Type System

Marrow’s type system follows the Apache Arrow specification. Types are represented as DataType objects and can be constructed explicitly or inferred from Python data.

Available types

Constructor Arrow type Python equivalent
ma.bool_() bool bool
ma.int8() int8
ma.int16() int16
ma.int32() int32
ma.int64() int64 int
ma.uint8() uint8
ma.uint16() uint16
ma.uint32() uint32
ma.uint64() uint64
ma.float16() float16
ma.float32() float32
ma.float64() float64 float
ma.string() utf8 str

For nested types, types are constructed with helper functions:

Constructor Arrow type
ma.field("name", dtype) named field descriptor
ma.struct([field, ...]) struct with named fields
# Type objects are just values — print them to inspect
print(ma.int64())
print(ma.float32())
print(ma.string())
int64
float32
string

Type inference

When type= is omitted from ma.array(), the type is inferred from the data in a single pass:

print(ma.infer_type([1, 2, 3]))             # int64  (Python int)
print(ma.infer_type([1.0, 2.0]))            # float64  (Python float)
print(ma.infer_type([True, False]))         # bool
print(ma.infer_type(["a", "b", "c"]))       # string
print(ma.infer_type([[1, 2], [3, 4]]))      # list<int64>
print(ma.infer_type([{"x": 1, "y": 1.5}])) # struct<x: int64, y: float64>
int64
float64
bool
string
list<int64>
struct<x: int64, y: float64>

Inference rules

  • intint64
  • floatfloat64
  • boolbool
  • strstring
  • list / tuplelist(T) where T is inferred from child elements
  • dictstruct(field1: T1, field2: T2, ...) — field names taken from keys, types inferred from values
  • None mixed with typed values → typed array with a null at that position

When inference fails

Inference requires at least one non-None element to determine the type. An all-None list needs an explicit type:

# This raises — can't infer type from all Nones
ma.array([None, None])
---------------------------------------------------------------------------
Exception                                 Traceback (most recent call last)
Cell In[4], line 2
      1 # This raises — can't infer type from all Nones
----> 2 ma.array([None, None])

Exception: cannot build array: sequence is empty or all-None (provide type= explicitly)
# Provide an explicit type instead
arr = ma.array([None, None], type=ma.int64())
print(arr)
print("null count:", arr.null_count())
PrimitiveArray[int64]([NULL, NULL])
null count: 2

Mixing incompatible Python types also raises:

ma.array([1, "two", 3])   # int and str are incompatible
---------------------------------------------------------------------------
Exception                                 Traceback (most recent call last)
Cell In[6], line 1
----> 1 ma.array([1, "two", 3])   # int and str are incompatible

Exception: cannot mix string and numeric types

Explicit types

Providing type= skips inference and coerces the data:

# Coerce Python ints to int32
arr = ma.array([1, 2, 3, 4], type=ma.int32())

**Excerpted data**

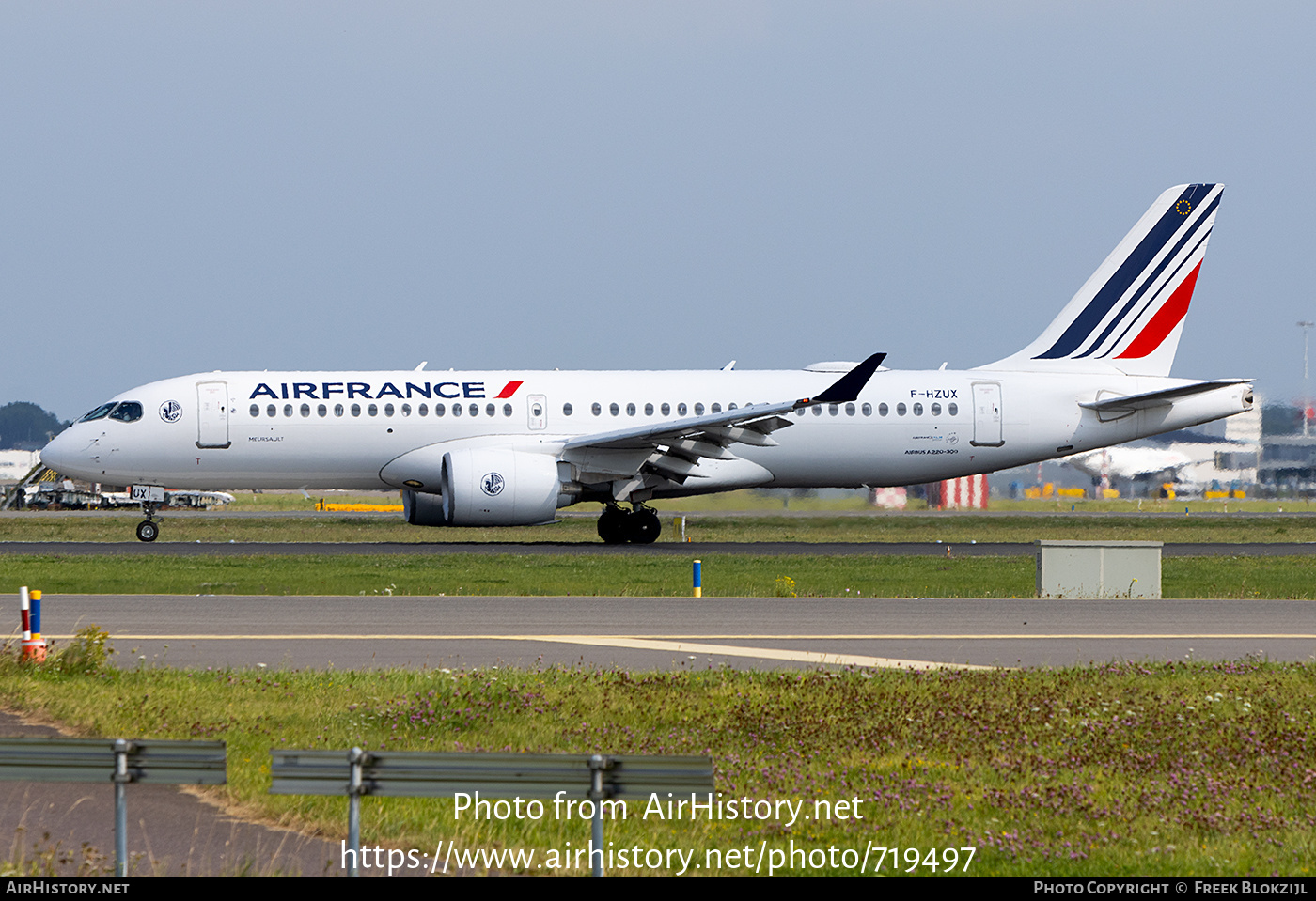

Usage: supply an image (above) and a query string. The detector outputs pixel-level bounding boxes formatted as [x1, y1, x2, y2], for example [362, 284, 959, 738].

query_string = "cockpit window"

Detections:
[78, 401, 115, 422]
[109, 400, 142, 422]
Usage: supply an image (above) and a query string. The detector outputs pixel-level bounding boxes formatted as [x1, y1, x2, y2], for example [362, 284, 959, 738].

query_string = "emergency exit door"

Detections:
[968, 381, 1006, 447]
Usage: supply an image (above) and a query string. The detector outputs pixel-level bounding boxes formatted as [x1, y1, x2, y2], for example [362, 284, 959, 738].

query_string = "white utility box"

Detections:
[1036, 540, 1162, 599]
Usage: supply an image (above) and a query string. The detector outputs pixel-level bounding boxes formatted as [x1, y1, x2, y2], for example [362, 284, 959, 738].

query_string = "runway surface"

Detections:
[8, 540, 1316, 556]
[36, 595, 1316, 670]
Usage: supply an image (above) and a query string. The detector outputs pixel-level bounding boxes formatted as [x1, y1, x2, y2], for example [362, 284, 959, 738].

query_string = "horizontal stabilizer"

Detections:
[1079, 379, 1250, 413]
[807, 354, 887, 404]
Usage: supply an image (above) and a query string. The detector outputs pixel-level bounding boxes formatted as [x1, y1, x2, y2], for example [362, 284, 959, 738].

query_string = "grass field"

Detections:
[195, 489, 1316, 514]
[0, 505, 1316, 545]
[0, 655, 1316, 876]
[0, 551, 1316, 599]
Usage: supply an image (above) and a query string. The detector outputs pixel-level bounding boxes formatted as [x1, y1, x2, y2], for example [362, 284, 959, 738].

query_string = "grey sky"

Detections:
[0, 0, 1316, 417]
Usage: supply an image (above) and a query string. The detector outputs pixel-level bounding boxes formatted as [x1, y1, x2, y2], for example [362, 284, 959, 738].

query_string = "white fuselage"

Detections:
[42, 369, 1251, 496]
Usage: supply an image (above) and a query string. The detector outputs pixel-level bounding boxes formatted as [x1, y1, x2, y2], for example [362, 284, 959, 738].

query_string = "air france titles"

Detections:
[247, 381, 525, 400]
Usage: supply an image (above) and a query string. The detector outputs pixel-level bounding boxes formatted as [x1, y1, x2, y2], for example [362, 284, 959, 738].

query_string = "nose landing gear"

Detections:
[599, 504, 662, 545]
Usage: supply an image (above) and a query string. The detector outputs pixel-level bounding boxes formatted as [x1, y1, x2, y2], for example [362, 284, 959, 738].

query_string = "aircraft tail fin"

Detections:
[981, 184, 1224, 376]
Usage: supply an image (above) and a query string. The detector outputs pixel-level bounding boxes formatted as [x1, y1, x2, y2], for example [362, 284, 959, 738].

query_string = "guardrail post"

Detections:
[589, 753, 612, 876]
[348, 747, 369, 876]
[115, 738, 133, 876]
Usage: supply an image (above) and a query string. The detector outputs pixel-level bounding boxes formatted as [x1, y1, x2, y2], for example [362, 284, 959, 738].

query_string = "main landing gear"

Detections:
[599, 504, 662, 545]
[137, 501, 161, 540]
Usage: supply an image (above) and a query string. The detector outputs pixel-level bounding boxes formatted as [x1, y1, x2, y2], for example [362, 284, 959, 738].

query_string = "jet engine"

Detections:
[388, 447, 573, 526]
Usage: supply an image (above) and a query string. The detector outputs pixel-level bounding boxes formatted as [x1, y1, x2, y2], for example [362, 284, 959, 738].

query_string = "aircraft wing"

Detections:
[563, 354, 885, 481]
[1079, 379, 1251, 413]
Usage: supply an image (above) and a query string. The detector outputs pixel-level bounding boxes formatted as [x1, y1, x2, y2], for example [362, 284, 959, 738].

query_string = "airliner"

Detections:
[40, 184, 1253, 543]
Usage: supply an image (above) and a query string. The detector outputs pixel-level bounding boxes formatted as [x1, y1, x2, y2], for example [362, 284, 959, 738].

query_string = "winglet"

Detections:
[795, 354, 887, 407]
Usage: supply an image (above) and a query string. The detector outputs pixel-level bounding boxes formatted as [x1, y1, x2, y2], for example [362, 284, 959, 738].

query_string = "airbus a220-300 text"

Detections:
[42, 184, 1253, 543]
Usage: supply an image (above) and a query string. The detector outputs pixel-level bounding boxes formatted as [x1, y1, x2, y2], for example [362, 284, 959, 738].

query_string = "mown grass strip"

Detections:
[0, 551, 1316, 599]
[0, 655, 1316, 876]
[8, 512, 1316, 550]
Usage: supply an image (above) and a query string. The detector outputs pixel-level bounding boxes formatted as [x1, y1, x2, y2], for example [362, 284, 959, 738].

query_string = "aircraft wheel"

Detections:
[599, 506, 632, 545]
[628, 506, 662, 545]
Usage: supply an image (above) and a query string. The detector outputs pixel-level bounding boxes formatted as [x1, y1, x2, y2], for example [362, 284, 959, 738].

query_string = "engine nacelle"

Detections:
[402, 447, 572, 526]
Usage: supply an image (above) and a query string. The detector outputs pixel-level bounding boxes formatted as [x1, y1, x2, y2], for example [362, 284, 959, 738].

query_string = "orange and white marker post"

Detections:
[19, 585, 46, 663]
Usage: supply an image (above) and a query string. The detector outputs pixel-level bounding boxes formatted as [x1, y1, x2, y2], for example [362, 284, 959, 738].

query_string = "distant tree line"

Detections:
[0, 400, 72, 450]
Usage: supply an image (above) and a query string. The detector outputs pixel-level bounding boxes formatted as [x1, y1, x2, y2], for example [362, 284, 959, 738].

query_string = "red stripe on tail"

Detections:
[1115, 263, 1201, 361]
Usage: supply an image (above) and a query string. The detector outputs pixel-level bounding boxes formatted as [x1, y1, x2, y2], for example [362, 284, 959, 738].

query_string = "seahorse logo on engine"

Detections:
[480, 473, 507, 497]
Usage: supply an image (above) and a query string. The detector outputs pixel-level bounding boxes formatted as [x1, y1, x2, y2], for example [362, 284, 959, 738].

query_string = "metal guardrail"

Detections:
[270, 747, 713, 876]
[0, 738, 227, 876]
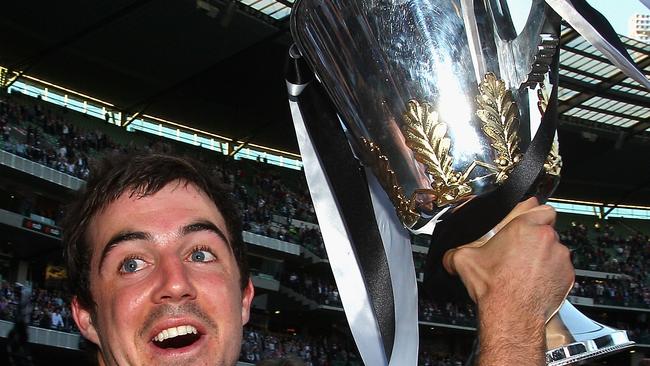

**Goals**
[a] According to the type system page, what does type inference need in order to determine a type?
[b] From the type system page, print the passage that begins at the words "When inference fails" and stops after "(provide type= explicitly)".

**Expected answers**
[a] At least one non-None element.

[b]
When inference fails

Inference requires at least one non-None element to determine the type. An all-None list needs an explicit type:

# This raises — can't infer type from all Nones
ma.array([None, None])
---------------------------------------------------------------------------
Exception                                 Traceback (most recent call last)
Cell In[4], line 2
      1 # This raises — can't infer type from all Nones
----> 2 ma.array([None, None])

Exception: cannot build array: sequence is empty or all-None (provide type= explicitly)